◆ Set task ◆
Print every line of the material below without changing a single character.

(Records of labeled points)
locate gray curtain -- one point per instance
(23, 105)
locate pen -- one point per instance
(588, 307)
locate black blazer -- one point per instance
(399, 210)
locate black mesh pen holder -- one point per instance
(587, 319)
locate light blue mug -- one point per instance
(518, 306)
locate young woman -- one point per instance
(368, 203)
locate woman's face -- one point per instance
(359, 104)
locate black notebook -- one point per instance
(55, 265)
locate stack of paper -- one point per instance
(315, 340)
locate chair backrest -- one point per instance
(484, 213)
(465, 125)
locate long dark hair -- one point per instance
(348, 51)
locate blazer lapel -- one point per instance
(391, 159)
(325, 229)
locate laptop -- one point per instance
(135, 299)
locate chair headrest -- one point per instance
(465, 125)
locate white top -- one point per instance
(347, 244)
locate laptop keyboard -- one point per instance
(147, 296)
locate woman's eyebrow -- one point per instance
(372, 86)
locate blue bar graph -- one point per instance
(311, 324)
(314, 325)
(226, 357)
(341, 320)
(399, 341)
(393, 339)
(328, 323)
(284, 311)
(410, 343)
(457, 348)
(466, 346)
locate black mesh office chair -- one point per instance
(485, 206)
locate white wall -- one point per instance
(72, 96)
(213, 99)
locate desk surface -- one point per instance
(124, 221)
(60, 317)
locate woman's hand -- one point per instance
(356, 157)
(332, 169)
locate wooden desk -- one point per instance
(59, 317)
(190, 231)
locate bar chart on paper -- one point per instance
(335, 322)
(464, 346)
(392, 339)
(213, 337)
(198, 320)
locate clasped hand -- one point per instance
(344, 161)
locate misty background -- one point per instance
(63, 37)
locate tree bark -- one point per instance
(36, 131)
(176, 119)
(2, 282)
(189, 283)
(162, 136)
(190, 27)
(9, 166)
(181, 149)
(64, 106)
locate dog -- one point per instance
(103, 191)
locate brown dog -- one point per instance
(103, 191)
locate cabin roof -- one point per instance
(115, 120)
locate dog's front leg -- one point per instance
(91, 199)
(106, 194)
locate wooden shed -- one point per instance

◆ Expected answer ◆
locate gray curtain -- one point per instance
(23, 105)
locate pen -- one point per instance
(588, 307)
locate black blazer -- one point per instance
(399, 210)
locate black mesh pen holder -- one point per instance
(587, 319)
locate light blue mug -- one point per instance
(518, 306)
locate young woman -- one point per instance
(368, 203)
locate woman's face -- one point per instance
(359, 104)
locate black notebook -- one point per instance
(55, 265)
locate stack of paper -- one point per instance
(315, 340)
locate chair backrest -- one point per instance
(484, 213)
(465, 125)
locate long dark hair -- one point per instance
(348, 51)
locate blazer lapel -- one point per instance
(391, 159)
(325, 229)
locate laptop -- one point per instance
(135, 299)
locate chair headrest -- one point per instance
(465, 125)
locate white top -- one point per instance
(347, 244)
locate laptop keyboard -- one point per instance
(147, 296)
locate woman's eyebrow -- one point per instance
(372, 86)
locate blue bar graph -- one point per instance
(311, 324)
(314, 325)
(226, 357)
(341, 320)
(399, 341)
(393, 339)
(328, 323)
(284, 311)
(410, 343)
(457, 348)
(466, 346)
locate black mesh office chair -- one point per instance
(485, 206)
locate white wall -- one point per instance
(72, 96)
(213, 99)
locate desk surface -- one point per instance
(124, 221)
(60, 317)
locate woman's hand -- one point per instance
(356, 157)
(332, 169)
locate wooden desk -- one point per instance
(59, 317)
(190, 231)
locate bar chart on paper -- one point per instance
(335, 322)
(464, 346)
(392, 339)
(213, 337)
(198, 320)
locate clasped hand -- one point per instance
(344, 161)
locate misty background -- one point per instance
(63, 37)
locate tree bark -- one point per instance
(36, 131)
(176, 119)
(2, 282)
(189, 283)
(162, 136)
(190, 27)
(9, 166)
(181, 149)
(64, 106)
locate dog -- one point per instance
(103, 191)
locate brown dog -- one point per instance
(103, 191)
locate cabin roof -- one point per instance
(115, 120)
locate dog's front leg -- one point per instance
(91, 199)
(106, 194)
locate wooden shed -- one point per instance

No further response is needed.